## Task objective:
Could you reproduce every record below exactly as it stands?

BEGIN

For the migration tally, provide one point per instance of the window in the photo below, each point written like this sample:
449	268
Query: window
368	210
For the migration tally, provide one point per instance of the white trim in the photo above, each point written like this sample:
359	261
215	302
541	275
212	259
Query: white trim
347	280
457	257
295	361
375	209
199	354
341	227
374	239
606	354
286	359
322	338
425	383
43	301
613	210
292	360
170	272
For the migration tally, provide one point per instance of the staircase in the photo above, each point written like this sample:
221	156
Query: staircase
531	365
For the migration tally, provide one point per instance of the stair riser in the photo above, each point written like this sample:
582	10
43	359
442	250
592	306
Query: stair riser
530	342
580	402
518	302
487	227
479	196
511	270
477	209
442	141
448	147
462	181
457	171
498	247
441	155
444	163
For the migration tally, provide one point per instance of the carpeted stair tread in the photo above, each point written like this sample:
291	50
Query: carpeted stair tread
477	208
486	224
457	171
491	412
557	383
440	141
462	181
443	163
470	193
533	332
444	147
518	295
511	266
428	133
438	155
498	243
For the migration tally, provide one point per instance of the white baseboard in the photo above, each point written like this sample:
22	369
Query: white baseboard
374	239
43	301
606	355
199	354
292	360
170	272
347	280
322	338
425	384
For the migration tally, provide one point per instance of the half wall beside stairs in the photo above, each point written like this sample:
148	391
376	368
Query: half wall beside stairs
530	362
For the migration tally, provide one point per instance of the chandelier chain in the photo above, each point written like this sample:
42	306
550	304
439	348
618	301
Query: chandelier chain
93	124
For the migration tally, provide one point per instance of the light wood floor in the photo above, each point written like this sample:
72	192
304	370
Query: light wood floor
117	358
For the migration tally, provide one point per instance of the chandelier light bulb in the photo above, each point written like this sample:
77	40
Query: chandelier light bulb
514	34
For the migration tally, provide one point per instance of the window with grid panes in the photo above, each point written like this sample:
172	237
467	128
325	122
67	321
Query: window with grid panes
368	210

END

## Result:
For the migration tally, provide one point per instance of the window in the photo below, each point written like this sample:
449	268
Query: window
368	210
For the migration tally, provide one point per instance of the white trim in the photo above, each point written like this sample:
359	261
215	302
541	275
212	259
Query: white trim
347	280
457	257
295	361
375	209
199	354
341	227
374	239
606	354
286	359
322	338
425	383
43	301
613	210
292	360
170	272
For the migration tally, provide one point per instance of the staircase in the photo above, each point written like this sample:
221	156
Query: staircase
531	365
For the migration tally, provide one point per instance of the stair riser in the photo above, each point written like this sample:
582	10
43	359
442	250
592	306
Query: stair riser
530	342
580	402
518	302
487	227
479	196
511	270
477	209
442	141
448	147
462	181
457	171
498	247
441	155
444	163
For the migration tally, provide one point per instance of the carpeted stair tread in the photo above, each point written like this sample:
291	50
Query: carpeted stair tread
477	208
486	224
457	171
491	412
557	383
440	141
462	181
443	163
470	193
533	332
444	147
518	295
511	266
428	133
438	155
498	243
For the migration tally, provide one point per instance of the white baseboard in the photo above, each point written like this sample:
22	369
Query: white baseboard
374	239
43	301
606	355
199	354
292	360
170	272
347	280
322	338
425	384
For the migration tally, provide one point per instance of the half wall beside stairs in the photo above, each point written like this sample:
148	391
376	368
Query: half wall beside stairs
530	362
For the migration tally, provide one point per instance of the chandelier chain in the photo above, each point written like this sample:
42	306
550	304
439	348
618	301
Query: chandelier chain
93	124
For the migration tally, provide one point per instance of the light wood floor in the photo above, each point written like this sample:
72	192
304	370
Query: light wood floor
117	358
For the migration tally, provide one point per instance of the chandelier light bulb in the photo above, each point written like this sample:
77	40
Query: chandelier light bulb
514	34
For the migration tally, provide one point per instance of the window with grid panes in the photo above, each point written like this sample:
172	237
467	128
325	122
67	321
Query: window with grid panes
368	210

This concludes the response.